_ТЕКСТ ДЛЯ ЧТЕНИЯ_.
──────────

Эткинд заявляет внутреннюю колонизацию «в качестве метафоры или механизма, который делает возможным изучение Российской империи вместе с другими колониальными империями прошлого» — иными словами, как оптический прибор. Представляется, что именно в этом качестве его концепция более чем плодотворна: она позволяет увидеть те констелляции обстоятельств и фактов прошлого, которые прежде ускользали от внимания исследователей — а если и не ускользали, то оставались частными, единичными явлениями, не объединенными в сколько-нибудь последовательное, цельное повествование.

──────────

_ИСХОДНЫЕ МАТЕРИАЛЫ_.
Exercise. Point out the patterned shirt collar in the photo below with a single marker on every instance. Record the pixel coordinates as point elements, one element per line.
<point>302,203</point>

──────────

_ЗАДАНИЯ_.
**A)** Перечислите все названия, которые внутренняя колонизация получает в тексте о концепции Эткинда.
**B)** Перескажите текст о концепции Эткинда в двух предложениях.
**C)** Перепишите из текста о концепции Эткинда отрывок, начиная со слов «Эткинд заявляет внутреннюю» и заканчивая словами «последовательное, цельное повествование.».

_ОТВЕТЫ_.
**A)** Метафора, механизм, оптический прибор.

**B)** Эткинд предлагает внутреннюю колонизацию как метафору или механизм, то есть как оптический прибор, с помощью которого Российскую империю можно изучать вместе с другими колониальными империями прошлого. В таком качестве его концепция названа более чем плодотворной: она позволяет увидеть сочетания обстоятельств и фактов прошлого, которые раньше ускользали от исследователей или оставались отдельными, не связанными в цельный рассказ явлениями.

**C)**
Эткинд заявляет внутреннюю колонизацию «в качестве метафоры или механизма, который делает возможным изучение Российской империи вместе с другими колониальными империями прошлого» — иными словами, как оптический прибор. Представляется, что именно в этом качестве его концепция более чем плодотворна: она позволяет увидеть те констелляции обстоятельств и фактов прошлого, которые прежде ускользали от внимания исследователей — а если и не ускользали, то оставались частными, единичными явлениями, не объединенными в сколько-нибудь последовательное, цельное повествование.